§ **Set problem**:
Express the material from its very start through the line containing "M 32 104 L 33", both ends included, as a JSON list of strings with one string per line. Omit blank lines and leave the pictures out.

++++++++++++++++++++

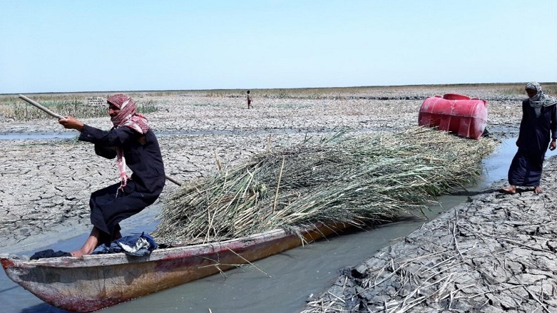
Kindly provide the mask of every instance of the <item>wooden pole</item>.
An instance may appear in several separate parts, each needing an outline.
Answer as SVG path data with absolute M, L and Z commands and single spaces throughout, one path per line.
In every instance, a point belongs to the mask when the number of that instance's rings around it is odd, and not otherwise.
M 32 104 L 33 106 L 34 106 L 37 107 L 38 108 L 42 110 L 45 113 L 49 114 L 51 116 L 53 116 L 53 117 L 58 118 L 58 120 L 61 120 L 62 118 L 64 118 L 63 116 L 61 116 L 59 114 L 55 113 L 54 112 L 53 112 L 53 111 L 50 111 L 49 109 L 48 109 L 48 108 L 45 108 L 44 106 L 43 106 L 43 105 L 41 105 L 41 103 L 38 103 L 36 101 L 34 101 L 33 100 L 31 100 L 31 99 L 29 99 L 29 98 L 26 97 L 24 95 L 19 95 L 19 98 L 23 99 L 23 100 L 24 100 L 28 103 Z
M 45 113 L 46 113 L 47 114 L 50 115 L 51 116 L 55 117 L 55 118 L 58 118 L 58 120 L 61 120 L 63 118 L 65 118 L 64 116 L 62 116 L 60 114 L 57 114 L 57 113 L 51 111 L 48 108 L 44 107 L 42 104 L 41 104 L 41 103 L 38 103 L 38 102 L 36 102 L 35 101 L 33 101 L 31 99 L 29 99 L 29 98 L 26 97 L 24 95 L 19 95 L 19 97 L 21 99 L 24 100 L 28 103 L 32 104 L 33 106 L 36 106 L 36 108 L 41 109 L 41 111 L 43 111 Z M 171 181 L 172 183 L 174 183 L 175 184 L 178 185 L 178 186 L 181 186 L 182 185 L 182 184 L 180 182 L 178 182 L 178 180 L 175 180 L 174 178 L 168 176 L 167 174 L 165 174 L 165 178 L 166 178 L 167 180 Z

++++++++++++++++++++

§ **Written reply**:
[
  "Kindly provide the mask of every instance of the <item>wooden pole</item>.",
  "An instance may appear in several separate parts, each needing an outline.",
  "Answer as SVG path data with absolute M, L and Z commands and single spaces throughout, one path per line.",
  "In every instance, a point belongs to the mask when the number of that instance's rings around it is odd, and not otherwise.",
  "M 32 104 L 33 106 L 34 106 L 37 107 L 38 108 L 42 110 L 45 113 L 49 114 L 51 116 L 53 116 L 53 117 L 58 118 L 58 120 L 61 120 L 62 118 L 64 118 L 63 116 L 61 116 L 59 114 L 55 113 L 54 112 L 53 112 L 53 111 L 50 111 L 49 109 L 48 109 L 48 108 L 45 108 L 44 106 L 43 106 L 43 105 L 41 105 L 41 103 L 38 103 L 36 101 L 34 101 L 33 100 L 31 100 L 31 99 L 29 99 L 29 98 L 26 97 L 24 95 L 19 95 L 19 98 L 23 99 L 23 100 L 24 100 L 28 103 Z"
]